Start of EXTRACTED TEXT
What makes a tar archive seekable?

1

1

It seems a tar archive being seekable can make a large difference when listing or extracting just a few files. Unfortunately the man page is really scarce on information. It seems that compressed archives are not seekable [1], but that post provides no evidence. Is there a more reliable source of information to read up on this issue?

[1] https://serverfault.com/questions/59795/is-there-a-smarter-tar-or-cpio-out-there-for-efficiently-retrieving-a-file-store

Peltier

Posted 2017-07-28T10:19:09.683

Reputation: 4 834

1

What is wrong with this answer?
End of EXTRACTED TEXT
Start of EXCERPTED DATA
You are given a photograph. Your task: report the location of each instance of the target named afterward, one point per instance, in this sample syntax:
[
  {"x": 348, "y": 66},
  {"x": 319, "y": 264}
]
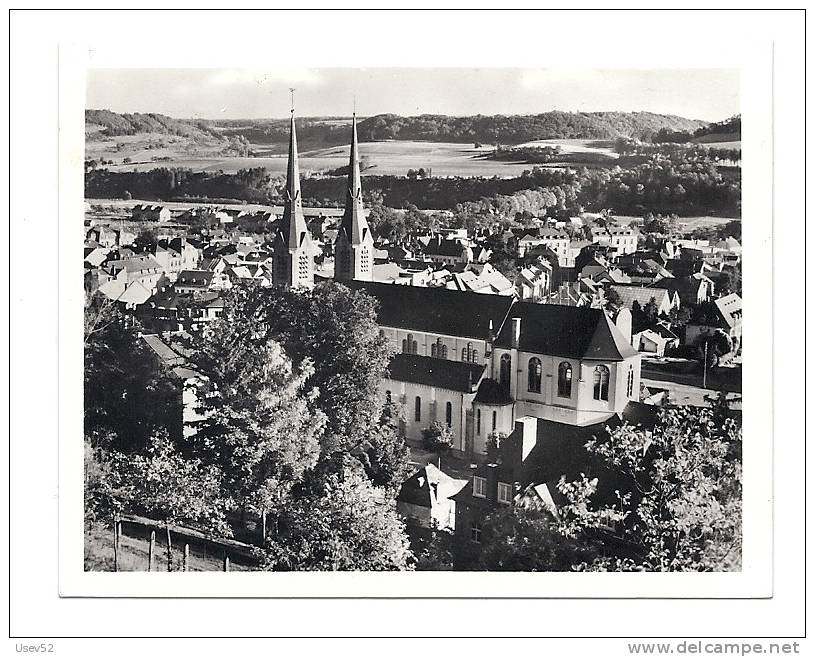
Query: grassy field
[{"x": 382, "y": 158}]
End of EXCERPTED DATA
Start of EXCERPTED DATA
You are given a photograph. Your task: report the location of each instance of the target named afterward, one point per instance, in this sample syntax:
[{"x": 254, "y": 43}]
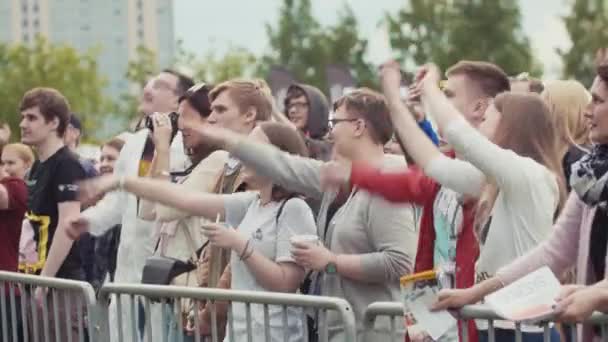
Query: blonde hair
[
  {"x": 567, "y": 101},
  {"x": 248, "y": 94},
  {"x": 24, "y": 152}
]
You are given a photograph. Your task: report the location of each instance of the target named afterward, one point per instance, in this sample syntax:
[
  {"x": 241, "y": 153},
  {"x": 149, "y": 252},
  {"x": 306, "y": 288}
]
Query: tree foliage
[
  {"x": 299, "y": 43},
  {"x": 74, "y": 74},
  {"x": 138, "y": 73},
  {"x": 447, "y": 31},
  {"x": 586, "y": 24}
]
End of EXCERPTED DATA
(TASK GOAL):
How would you render this sentence from the forum post on tar archives in Spanish: "Unfortunately the man page is really scarce on information."

(EXERCISE ANSWER):
Lamentablemente, la página del manual ofrece muy poca información.